Aim of the exercise: Reproduce the part of the items that opens with the line containing "monitor back --vertices=whole-pixels" and closes with the line containing "[[[1122,893],[1345,888],[1345,590],[1103,603]]]", including both of those lines.

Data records

-=-=-

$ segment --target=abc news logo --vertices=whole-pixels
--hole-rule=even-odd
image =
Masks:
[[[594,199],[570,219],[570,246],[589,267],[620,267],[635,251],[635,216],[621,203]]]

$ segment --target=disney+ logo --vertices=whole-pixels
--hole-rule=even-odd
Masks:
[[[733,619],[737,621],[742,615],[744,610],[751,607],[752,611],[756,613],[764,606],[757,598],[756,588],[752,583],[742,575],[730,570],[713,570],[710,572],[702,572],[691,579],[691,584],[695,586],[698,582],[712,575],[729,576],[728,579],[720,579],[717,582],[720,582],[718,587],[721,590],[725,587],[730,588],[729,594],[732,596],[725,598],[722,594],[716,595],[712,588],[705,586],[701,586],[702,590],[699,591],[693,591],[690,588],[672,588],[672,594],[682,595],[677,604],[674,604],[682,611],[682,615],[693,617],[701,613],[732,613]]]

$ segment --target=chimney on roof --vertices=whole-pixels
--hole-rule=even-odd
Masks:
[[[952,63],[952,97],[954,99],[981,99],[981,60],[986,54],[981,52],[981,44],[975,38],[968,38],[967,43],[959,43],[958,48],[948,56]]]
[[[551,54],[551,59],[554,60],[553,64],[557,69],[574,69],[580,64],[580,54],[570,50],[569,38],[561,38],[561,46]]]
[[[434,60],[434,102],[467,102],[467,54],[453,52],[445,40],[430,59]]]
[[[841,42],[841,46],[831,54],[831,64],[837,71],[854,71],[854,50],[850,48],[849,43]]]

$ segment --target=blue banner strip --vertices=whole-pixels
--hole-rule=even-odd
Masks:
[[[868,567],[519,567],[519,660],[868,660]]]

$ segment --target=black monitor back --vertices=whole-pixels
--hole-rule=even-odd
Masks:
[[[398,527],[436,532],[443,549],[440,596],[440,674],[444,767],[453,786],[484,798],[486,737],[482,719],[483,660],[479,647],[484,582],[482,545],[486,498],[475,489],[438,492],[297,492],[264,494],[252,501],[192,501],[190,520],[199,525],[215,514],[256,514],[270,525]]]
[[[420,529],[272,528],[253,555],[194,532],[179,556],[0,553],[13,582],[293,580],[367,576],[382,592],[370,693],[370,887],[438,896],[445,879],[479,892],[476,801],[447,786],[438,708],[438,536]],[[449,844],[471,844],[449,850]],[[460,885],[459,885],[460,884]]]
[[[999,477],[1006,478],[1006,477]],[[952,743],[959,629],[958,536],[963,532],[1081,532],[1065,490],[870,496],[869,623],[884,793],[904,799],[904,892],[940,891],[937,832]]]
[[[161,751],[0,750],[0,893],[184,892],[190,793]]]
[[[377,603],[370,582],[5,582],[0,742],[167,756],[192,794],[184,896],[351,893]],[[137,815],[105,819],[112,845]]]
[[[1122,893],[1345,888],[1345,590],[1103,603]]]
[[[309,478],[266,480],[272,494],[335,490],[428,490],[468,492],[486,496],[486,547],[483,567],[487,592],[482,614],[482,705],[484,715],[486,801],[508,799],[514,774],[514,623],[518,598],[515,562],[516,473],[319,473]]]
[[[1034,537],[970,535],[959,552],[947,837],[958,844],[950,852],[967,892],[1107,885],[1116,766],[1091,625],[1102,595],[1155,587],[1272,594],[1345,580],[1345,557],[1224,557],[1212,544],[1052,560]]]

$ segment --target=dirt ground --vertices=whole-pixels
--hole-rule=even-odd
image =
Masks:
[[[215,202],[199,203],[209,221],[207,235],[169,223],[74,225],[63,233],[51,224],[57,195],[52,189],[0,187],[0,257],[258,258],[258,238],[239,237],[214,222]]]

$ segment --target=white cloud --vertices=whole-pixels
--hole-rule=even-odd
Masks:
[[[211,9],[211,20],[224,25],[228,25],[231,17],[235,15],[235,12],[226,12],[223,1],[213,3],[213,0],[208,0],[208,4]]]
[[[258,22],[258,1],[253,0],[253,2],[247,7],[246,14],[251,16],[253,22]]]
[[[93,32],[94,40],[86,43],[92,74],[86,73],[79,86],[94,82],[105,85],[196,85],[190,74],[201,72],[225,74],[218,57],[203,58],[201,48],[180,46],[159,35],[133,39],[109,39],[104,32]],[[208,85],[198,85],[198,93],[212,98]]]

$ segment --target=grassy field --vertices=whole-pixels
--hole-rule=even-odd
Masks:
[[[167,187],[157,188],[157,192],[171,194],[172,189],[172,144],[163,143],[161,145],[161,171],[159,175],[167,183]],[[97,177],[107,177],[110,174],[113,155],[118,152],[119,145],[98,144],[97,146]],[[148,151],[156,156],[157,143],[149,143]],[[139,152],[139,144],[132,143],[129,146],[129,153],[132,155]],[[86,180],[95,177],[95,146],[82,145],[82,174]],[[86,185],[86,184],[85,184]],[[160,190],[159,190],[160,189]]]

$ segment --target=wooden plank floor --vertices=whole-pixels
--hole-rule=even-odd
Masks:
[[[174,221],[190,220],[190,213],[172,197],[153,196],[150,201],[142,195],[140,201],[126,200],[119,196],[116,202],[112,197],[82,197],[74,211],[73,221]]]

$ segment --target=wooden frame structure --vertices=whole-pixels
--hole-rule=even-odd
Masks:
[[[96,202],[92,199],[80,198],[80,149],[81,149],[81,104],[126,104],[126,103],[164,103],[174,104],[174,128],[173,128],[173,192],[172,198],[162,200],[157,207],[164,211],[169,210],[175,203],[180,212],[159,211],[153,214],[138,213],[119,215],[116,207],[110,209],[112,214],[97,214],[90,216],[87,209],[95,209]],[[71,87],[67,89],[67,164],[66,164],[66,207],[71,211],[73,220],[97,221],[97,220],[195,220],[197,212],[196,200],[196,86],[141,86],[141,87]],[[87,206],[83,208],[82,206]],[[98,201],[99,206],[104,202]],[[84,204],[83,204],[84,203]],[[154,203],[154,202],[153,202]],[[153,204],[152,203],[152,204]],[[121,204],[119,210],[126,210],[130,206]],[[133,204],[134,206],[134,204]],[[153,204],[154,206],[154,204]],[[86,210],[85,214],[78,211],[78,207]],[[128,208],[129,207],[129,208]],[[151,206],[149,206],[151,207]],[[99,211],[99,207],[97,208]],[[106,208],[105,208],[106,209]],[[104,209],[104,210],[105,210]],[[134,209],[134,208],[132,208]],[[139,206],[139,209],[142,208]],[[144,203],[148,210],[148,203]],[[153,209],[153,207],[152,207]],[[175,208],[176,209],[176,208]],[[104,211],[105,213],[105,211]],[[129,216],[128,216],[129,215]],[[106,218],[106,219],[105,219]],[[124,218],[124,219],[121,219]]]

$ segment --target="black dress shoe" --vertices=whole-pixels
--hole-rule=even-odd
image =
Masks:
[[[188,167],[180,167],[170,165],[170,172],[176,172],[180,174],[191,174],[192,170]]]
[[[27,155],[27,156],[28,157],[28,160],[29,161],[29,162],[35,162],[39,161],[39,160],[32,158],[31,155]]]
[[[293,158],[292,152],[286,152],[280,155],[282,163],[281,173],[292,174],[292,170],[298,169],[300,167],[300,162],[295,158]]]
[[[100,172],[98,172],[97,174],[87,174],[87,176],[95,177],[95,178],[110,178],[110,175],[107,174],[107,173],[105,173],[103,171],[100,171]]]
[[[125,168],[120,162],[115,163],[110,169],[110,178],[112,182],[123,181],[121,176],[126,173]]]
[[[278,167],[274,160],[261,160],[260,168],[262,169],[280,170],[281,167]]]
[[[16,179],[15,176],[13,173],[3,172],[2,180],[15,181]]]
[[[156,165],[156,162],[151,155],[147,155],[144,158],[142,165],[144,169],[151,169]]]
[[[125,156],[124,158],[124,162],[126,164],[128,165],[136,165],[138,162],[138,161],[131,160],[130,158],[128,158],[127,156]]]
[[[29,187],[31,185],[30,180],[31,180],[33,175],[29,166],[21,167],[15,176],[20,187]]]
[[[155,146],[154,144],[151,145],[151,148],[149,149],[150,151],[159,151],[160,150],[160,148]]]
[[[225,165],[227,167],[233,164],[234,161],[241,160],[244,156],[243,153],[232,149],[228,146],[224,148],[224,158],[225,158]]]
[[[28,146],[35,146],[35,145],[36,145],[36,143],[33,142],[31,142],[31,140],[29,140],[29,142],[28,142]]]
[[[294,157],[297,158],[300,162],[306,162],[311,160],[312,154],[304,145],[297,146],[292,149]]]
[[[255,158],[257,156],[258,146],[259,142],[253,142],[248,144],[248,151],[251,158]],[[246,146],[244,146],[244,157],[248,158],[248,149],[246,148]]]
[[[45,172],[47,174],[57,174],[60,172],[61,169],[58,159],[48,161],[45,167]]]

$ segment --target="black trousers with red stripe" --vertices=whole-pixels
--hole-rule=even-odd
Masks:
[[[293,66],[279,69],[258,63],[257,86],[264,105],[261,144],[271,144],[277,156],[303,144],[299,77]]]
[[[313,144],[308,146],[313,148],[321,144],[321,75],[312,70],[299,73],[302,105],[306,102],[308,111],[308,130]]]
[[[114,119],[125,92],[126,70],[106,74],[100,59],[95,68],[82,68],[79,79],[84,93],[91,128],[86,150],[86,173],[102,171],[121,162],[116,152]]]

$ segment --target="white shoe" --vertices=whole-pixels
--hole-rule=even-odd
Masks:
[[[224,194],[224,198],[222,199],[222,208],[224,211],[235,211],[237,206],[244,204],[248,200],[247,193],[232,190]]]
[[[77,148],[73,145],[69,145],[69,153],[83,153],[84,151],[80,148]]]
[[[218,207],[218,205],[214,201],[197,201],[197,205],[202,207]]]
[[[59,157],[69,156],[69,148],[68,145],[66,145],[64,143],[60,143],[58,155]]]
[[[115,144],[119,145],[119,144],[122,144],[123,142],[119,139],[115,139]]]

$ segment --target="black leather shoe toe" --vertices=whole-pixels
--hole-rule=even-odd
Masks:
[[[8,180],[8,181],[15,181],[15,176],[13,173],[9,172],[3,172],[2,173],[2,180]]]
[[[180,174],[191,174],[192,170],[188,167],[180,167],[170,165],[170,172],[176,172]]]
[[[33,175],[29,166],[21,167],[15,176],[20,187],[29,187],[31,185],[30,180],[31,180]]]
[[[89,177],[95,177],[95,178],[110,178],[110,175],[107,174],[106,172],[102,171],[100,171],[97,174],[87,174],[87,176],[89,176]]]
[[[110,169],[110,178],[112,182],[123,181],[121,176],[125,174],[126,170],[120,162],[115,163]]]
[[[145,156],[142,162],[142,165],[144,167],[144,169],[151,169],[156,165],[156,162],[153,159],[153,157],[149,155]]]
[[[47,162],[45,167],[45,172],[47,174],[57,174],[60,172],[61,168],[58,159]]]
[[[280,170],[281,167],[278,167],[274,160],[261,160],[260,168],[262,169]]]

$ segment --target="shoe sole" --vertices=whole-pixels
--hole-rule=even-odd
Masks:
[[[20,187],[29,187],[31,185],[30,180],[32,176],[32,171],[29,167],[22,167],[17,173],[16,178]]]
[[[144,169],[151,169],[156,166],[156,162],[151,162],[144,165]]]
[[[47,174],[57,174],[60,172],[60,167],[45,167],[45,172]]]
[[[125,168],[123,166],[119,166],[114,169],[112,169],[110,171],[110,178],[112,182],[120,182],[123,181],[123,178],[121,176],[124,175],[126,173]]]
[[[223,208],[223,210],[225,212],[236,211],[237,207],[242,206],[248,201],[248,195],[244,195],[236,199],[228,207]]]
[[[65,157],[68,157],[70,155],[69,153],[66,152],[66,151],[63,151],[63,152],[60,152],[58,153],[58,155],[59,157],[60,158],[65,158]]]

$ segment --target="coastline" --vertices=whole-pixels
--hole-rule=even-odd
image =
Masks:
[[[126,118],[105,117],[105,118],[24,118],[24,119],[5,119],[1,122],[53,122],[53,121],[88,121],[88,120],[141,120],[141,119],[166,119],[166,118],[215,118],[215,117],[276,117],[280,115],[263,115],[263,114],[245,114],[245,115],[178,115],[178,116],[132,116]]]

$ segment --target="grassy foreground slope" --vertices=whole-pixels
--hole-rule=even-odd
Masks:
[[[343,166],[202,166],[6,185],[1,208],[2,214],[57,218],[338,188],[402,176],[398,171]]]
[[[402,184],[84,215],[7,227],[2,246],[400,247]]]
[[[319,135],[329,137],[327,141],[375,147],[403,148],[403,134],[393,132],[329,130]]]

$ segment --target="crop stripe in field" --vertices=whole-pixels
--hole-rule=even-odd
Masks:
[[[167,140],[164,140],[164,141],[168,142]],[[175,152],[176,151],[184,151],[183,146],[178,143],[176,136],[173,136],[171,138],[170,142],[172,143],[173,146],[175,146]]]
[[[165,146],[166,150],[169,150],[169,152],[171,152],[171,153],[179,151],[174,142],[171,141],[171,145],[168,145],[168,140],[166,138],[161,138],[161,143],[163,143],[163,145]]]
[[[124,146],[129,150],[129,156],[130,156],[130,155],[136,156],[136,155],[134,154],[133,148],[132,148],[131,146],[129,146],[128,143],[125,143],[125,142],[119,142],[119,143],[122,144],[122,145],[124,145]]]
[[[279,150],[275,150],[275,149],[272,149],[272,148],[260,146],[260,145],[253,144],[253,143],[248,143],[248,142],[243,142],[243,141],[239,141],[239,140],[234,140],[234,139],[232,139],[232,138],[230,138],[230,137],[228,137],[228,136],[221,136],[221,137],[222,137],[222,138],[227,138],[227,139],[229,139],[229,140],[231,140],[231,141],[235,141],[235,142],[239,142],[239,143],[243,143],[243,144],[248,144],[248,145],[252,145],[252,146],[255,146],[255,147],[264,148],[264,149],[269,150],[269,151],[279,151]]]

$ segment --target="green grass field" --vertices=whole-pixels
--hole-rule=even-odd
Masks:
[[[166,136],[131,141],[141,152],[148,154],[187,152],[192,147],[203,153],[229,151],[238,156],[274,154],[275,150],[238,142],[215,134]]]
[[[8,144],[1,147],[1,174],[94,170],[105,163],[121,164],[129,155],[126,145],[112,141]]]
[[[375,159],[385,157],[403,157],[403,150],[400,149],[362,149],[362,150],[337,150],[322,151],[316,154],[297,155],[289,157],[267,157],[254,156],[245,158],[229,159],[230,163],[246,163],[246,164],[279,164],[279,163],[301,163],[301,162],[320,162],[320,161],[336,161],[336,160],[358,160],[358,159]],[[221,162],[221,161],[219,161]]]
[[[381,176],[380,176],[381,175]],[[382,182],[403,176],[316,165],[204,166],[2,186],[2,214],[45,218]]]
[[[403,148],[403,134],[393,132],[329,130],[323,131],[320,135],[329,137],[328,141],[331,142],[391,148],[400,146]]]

-=-=-

Reply:
$ segment --target=black monitor back --vertices=whole-pixels
--hole-rule=even-odd
Masks:
[[[398,527],[436,532],[443,549],[440,596],[440,674],[444,767],[453,786],[484,798],[486,737],[482,719],[483,660],[479,647],[484,582],[482,545],[486,498],[475,489],[438,492],[297,492],[264,494],[252,501],[192,501],[190,520],[199,525],[215,514],[256,514],[270,525]]]
[[[420,529],[272,528],[253,555],[194,532],[179,556],[0,553],[13,582],[293,580],[367,576],[382,592],[370,693],[370,887],[438,896],[445,879],[479,892],[476,801],[447,786],[438,708],[438,536]],[[449,844],[471,844],[449,850]],[[460,885],[459,885],[460,884]]]
[[[999,477],[1006,478],[1006,477]],[[952,743],[959,629],[958,536],[963,532],[1081,532],[1065,490],[870,496],[869,623],[884,793],[904,799],[904,892],[940,891],[937,832]]]
[[[161,751],[0,750],[0,893],[184,892],[190,793]]]
[[[377,603],[370,582],[5,582],[0,742],[167,756],[192,794],[184,896],[351,893]],[[137,815],[105,819],[112,845]]]
[[[1122,893],[1345,888],[1345,590],[1103,603]]]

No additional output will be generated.